- **TASK BRIEF**
Update all the records by replacing each "formatted like" with "written as", and give every line back with nothing else changed.

○ ○ ○

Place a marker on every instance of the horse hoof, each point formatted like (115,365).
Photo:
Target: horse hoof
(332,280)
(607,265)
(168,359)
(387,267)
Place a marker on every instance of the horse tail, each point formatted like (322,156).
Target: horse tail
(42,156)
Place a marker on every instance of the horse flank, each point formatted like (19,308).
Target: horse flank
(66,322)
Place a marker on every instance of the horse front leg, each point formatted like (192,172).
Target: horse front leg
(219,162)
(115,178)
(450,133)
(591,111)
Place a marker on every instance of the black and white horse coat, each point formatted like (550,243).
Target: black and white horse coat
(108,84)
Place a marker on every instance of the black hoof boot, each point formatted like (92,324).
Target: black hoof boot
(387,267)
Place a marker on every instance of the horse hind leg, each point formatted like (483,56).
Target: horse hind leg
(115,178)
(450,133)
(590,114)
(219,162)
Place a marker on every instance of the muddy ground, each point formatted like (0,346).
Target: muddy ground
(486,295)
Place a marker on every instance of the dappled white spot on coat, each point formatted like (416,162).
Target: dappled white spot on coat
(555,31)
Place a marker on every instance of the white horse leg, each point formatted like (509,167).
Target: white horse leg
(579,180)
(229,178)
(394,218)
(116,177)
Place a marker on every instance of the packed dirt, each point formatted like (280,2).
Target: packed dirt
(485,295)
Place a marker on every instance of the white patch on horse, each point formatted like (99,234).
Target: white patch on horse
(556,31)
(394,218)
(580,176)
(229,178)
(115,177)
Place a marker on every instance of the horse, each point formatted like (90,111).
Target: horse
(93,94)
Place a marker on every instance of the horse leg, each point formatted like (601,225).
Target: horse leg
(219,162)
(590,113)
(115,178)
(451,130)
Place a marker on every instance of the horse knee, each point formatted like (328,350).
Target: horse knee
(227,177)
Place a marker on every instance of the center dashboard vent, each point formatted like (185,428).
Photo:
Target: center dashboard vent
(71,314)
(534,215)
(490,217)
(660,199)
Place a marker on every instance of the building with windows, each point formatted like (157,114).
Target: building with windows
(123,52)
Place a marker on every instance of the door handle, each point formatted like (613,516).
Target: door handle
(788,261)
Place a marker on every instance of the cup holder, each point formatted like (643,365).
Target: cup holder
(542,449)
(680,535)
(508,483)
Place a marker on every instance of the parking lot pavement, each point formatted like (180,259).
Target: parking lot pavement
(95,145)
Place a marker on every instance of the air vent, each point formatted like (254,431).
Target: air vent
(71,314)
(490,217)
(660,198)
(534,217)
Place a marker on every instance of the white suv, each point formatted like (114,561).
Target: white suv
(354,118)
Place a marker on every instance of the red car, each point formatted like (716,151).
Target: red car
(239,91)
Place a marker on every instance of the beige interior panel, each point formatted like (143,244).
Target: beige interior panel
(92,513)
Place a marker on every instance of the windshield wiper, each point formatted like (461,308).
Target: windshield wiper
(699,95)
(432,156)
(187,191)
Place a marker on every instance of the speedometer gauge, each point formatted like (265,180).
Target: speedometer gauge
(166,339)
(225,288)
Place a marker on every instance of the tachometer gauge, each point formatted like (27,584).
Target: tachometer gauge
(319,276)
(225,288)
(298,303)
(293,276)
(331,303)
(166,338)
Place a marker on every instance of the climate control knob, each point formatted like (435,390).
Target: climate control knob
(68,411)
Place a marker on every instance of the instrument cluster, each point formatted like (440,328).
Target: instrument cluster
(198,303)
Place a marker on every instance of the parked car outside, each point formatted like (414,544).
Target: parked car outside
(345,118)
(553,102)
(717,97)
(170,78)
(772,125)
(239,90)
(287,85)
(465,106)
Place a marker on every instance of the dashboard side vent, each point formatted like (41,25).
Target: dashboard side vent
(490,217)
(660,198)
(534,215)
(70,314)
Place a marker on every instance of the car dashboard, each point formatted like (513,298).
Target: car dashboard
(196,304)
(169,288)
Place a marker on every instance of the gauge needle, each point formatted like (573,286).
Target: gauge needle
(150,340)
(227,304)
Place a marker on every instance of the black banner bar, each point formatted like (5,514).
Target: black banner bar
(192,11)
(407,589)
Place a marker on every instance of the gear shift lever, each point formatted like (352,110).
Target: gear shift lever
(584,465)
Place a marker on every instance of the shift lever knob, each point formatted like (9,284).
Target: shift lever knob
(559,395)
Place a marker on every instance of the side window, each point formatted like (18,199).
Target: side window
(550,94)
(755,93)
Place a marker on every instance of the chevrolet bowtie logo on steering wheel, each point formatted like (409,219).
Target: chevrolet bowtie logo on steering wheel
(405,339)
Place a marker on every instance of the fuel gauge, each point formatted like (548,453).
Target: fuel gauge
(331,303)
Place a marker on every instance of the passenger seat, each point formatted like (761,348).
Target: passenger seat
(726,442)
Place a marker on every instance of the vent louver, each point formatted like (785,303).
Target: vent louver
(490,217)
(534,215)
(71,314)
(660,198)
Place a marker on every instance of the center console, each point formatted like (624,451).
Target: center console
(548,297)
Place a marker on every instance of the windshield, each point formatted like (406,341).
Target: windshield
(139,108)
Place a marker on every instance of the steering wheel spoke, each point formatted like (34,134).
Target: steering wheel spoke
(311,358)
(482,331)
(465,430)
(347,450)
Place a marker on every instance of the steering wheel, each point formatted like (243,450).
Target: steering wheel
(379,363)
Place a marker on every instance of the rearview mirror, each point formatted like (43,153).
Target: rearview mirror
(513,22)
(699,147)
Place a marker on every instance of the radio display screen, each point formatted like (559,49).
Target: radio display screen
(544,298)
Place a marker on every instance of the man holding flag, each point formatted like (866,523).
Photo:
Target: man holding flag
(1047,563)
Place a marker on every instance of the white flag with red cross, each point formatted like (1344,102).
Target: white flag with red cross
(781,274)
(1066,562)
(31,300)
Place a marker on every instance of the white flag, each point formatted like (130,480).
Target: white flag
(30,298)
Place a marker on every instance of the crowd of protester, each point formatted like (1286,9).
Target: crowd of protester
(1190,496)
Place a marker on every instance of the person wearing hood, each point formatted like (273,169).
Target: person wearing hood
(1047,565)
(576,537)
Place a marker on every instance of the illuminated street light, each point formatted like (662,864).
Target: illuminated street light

○ ○ ○

- **ANSWER FOR THE TASK**
Place a marker on every instance of the horse hoof, each point written as (115,365).
Photo:
Target: horse hoof
(332,280)
(607,265)
(168,359)
(387,267)
Place a marker on every instance of the horse tail, each point written as (322,156).
Target: horse tail
(42,156)
Place a marker on every instance of the horse flank, each point written as (19,308).
Target: horse flank
(66,322)
Place a marker on every instance of the horse front leg, each point written as (192,172).
Target: horse front leg
(219,162)
(115,178)
(450,133)
(591,111)
Place a marker on every instance of the black and white horse coat, each point written as (550,243).
Target: black and white horse coat
(108,84)
Place a marker on every instance of the black hoof boot, each point written as (92,324).
Target: black hoof boot
(387,267)
Place a marker on every instance of the horse hind leg, each point written as (483,56).
Target: horse hind leg
(115,178)
(450,133)
(590,114)
(219,162)
Place a marker on every instance of the muddy ground, each point written as (0,346).
Target: muddy ground
(486,295)
Place a marker on every instance of the dappled white spot on coat, each point written as (416,162).
Target: dappled white spot on coat
(555,31)
Place a marker on every instance of the white horse leg, each point written as (509,167).
Target: white horse leg
(579,180)
(229,178)
(394,218)
(116,177)
Place a marker on every instance of the packed dirt, each point written as (280,2).
Target: packed dirt
(485,295)
Place a marker on every instance of the white patch on horse, each point written as (99,234).
Target: white patch on horse
(556,31)
(394,218)
(580,176)
(229,178)
(115,177)
Place a marker on every instance of the horse, each point written as (90,111).
Target: horse
(93,94)
Place a marker on every instance of the horse leg, each point written as (601,225).
Target: horse leg
(219,162)
(590,113)
(115,178)
(451,130)
Place a marker on every instance of the horse knee, each point written as (328,350).
Target: horse knee
(227,177)
Place a marker on every instance of the center dashboard vent, each point written as (185,428).
Photo:
Target: center dashboard vent
(71,314)
(534,215)
(490,217)
(660,199)
Place a marker on every instance of the building with windows, each point written as (157,114).
Target: building with windows
(123,52)
Place a marker on every instance of the door handle, each point written as (613,516).
Target: door handle
(788,261)
Place a marker on every instance of the cup holder, each point written as (643,365).
Target: cup holder
(542,449)
(680,535)
(508,483)
Place a marker on every instance of the parking lot pavement, each point written as (180,259).
Target: parking lot pavement
(95,145)
Place a marker on every instance of the air vent, each point written as (254,431).
Target: air vent
(71,314)
(490,217)
(660,198)
(534,217)
Place a marker on every instance of the white suv, each point written as (114,561).
Target: white suv
(354,118)
Place a marker on every instance of the red car, each point written as (716,151).
Target: red car
(239,91)
Place a marker on every instance of the beige interior panel, each point written as (143,244).
Target: beige interior panel
(92,513)
Place a marker on every instance of the windshield wiper, each point written as (461,308).
Target: windshield wiper
(699,95)
(432,156)
(187,191)
Place a marker on every instance of the speedometer gauge, each point written as (265,180).
Target: speedometer gauge
(166,339)
(225,288)
Place a marker on every instance of the tachometer gauge, each point written as (27,584).
Target: tachometer gauge
(319,276)
(225,288)
(298,303)
(293,276)
(331,303)
(166,338)
Place a marker on every instance of the climate control knob, each point written as (435,390).
Target: climate control knob
(68,411)
Place a marker on every instance of the instrument cluster, each point written as (440,328).
Target: instrument cluster
(198,303)
Place a marker on every instance of the parked car outside, each point written as (414,544).
Target: parked car outside
(345,118)
(553,102)
(717,97)
(170,78)
(772,125)
(239,90)
(287,85)
(465,106)
Place a marker on every instance of the dashboard side vent, each point written as (41,25).
Target: dashboard side vent
(490,217)
(660,198)
(534,215)
(70,314)
Place a marker on every instance of the car dashboard, each point written as (513,298).
Target: car dashboard
(196,304)
(169,288)
Place a marker on every instance of the gauge needle, each point written as (573,286).
Target: gauge needle
(150,340)
(227,304)
Place a marker on every instance of the black banner bar, each point written as (5,514).
Target: black banner bar
(192,11)
(407,589)
Place a marker on every instance of the gear shift lever, each point written as (352,110).
Target: gear shift lever
(584,465)
Place a marker on every instance of the shift lever knob, each point written as (9,284).
Target: shift lever knob
(559,395)
Place a marker on every instance of the side window, each point written as (18,199).
Target: side window
(550,94)
(755,93)
Place a marker on every instance of the chevrolet bowtie logo on steering wheel, each point written as (409,219).
Target: chevrolet bowtie logo on steering wheel
(405,339)
Place a marker on every instance of the fuel gauge, each point written as (548,453).
Target: fuel gauge
(331,303)
Place a marker on every instance of the passenger seat, each point written as (761,348).
Target: passenger seat
(726,442)
Place a marker on every instance of the vent louver, each point written as (785,303).
Target: vent louver
(490,217)
(534,215)
(71,314)
(660,198)
Place a marker on every instance of the center console, each point written as (624,451).
Target: center console
(548,297)
Place a marker on every instance of the windshield, each point written as (406,341).
Target: windshield
(139,108)
Place a marker on every instance of the steering wheel spoke, each point written as (34,134).
Target: steering wheel spoke
(311,358)
(482,331)
(465,430)
(347,450)
Place a marker on every instance of the steering wheel, each point written as (243,450).
Target: steering wheel
(379,363)
Place a marker on every instance of the rearview mirror, each point written as (43,153).
Target: rearview mirror
(513,22)
(699,147)
Place a marker on every instance of the radio display screen, each point written as (559,49).
Target: radio display screen
(544,298)
Place a marker on every instance of the man holding flag, each point written as (866,523).
Photo:
Target: man holding flag
(1047,563)
Place a marker on every instance of the white flag with red cross, each point written as (1344,102).
Target: white flag with red cross
(781,274)
(1066,562)
(31,300)
Place a marker on every instance of the white flag, each point written as (130,480).
Target: white flag
(30,298)
Place a marker on every instance of the crowd of protester, each point written as (1286,9).
Target: crowd of protester
(1190,496)
Place a marker on every instance of the person wearing hood, each point written as (273,169).
Target: person wearing hood
(1047,565)
(576,537)
Place a marker on every instance of the illuminated street light, each point written as (662,864).
Target: illuminated street light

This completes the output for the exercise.